■ To do ■
**a.** In the South Dakota eviction text, which office does an Execution for Possession authorize to remove the tenant from the property?
**b.** From the South Dakota eviction text, output the passage starting with "The following eviction" and going on through "against a tenant.", word for word.

■ Document text ■
====================

Desk with pencil holder, pencil, and inbox tray with court forms.

The following eviction documents must be obtained from the magistrate or circuit court where the rental unit is located; South Dakota does not provide eviction paperwork online.

Summons and Complaint – Landlords can file this document with their local magistrate or circuit court to initiate a forcible entry and detainer action (eviction) against a tenant.

Judgment for Possession – If a landlord wins an eviction lawsuit, the court will issue a Judgment for Possession which proves that the landlord has regained possession of the premises.

Execution for Possession – Landlords may request an Execution for Possession if a tenant continues to reside on the premises after being evicted. This document authorizes the sheriff’s office to visit the tenant and remove them from the property.

When is Rent Due

Wall calendar displaying month and date.

There is no grace period in South Dakota. Rent is due on the date mentioned in the lease agreement.

====================

■ Records ■
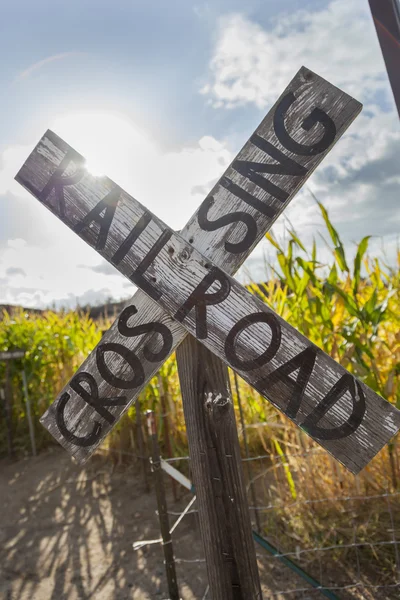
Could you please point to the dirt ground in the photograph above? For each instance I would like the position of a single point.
(66, 533)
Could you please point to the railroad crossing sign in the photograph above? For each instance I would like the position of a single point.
(186, 283)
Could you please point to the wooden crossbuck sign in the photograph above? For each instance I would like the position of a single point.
(186, 283)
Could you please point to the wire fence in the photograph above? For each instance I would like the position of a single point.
(347, 541)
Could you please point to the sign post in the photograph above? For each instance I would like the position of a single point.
(186, 286)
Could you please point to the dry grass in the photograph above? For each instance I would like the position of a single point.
(353, 313)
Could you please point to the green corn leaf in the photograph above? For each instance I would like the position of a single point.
(361, 250)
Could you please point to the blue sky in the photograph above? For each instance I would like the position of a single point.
(161, 96)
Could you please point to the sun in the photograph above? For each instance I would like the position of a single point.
(107, 140)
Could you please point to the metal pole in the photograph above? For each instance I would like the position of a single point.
(386, 16)
(28, 413)
(162, 508)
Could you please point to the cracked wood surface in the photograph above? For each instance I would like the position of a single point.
(297, 133)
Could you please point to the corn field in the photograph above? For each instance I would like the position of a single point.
(351, 311)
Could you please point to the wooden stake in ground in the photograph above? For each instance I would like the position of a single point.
(162, 509)
(8, 411)
(165, 421)
(28, 413)
(217, 474)
(141, 447)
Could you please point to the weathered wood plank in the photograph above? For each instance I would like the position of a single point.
(232, 212)
(217, 474)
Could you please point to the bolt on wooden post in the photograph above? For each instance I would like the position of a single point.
(162, 508)
(217, 474)
(186, 286)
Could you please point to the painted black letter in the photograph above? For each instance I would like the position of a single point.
(130, 358)
(316, 116)
(235, 217)
(267, 355)
(304, 364)
(83, 441)
(107, 204)
(131, 238)
(137, 276)
(58, 181)
(153, 327)
(346, 383)
(200, 299)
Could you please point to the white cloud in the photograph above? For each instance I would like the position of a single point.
(254, 64)
(170, 184)
(359, 180)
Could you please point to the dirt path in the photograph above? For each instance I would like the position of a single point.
(66, 533)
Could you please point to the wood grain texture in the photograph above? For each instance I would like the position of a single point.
(217, 474)
(82, 192)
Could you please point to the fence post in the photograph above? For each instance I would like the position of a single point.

====================

■ Solutions to the exercise ■
**a.** The sheriff's office.

**b.**
The following eviction documents must be obtained from the magistrate or circuit court where the rental unit is located; South Dakota does not provide eviction paperwork online.

Summons and Complaint – Landlords can file this document with their local magistrate or circuit court to initiate a forcible entry and detainer action (eviction) against a tenant.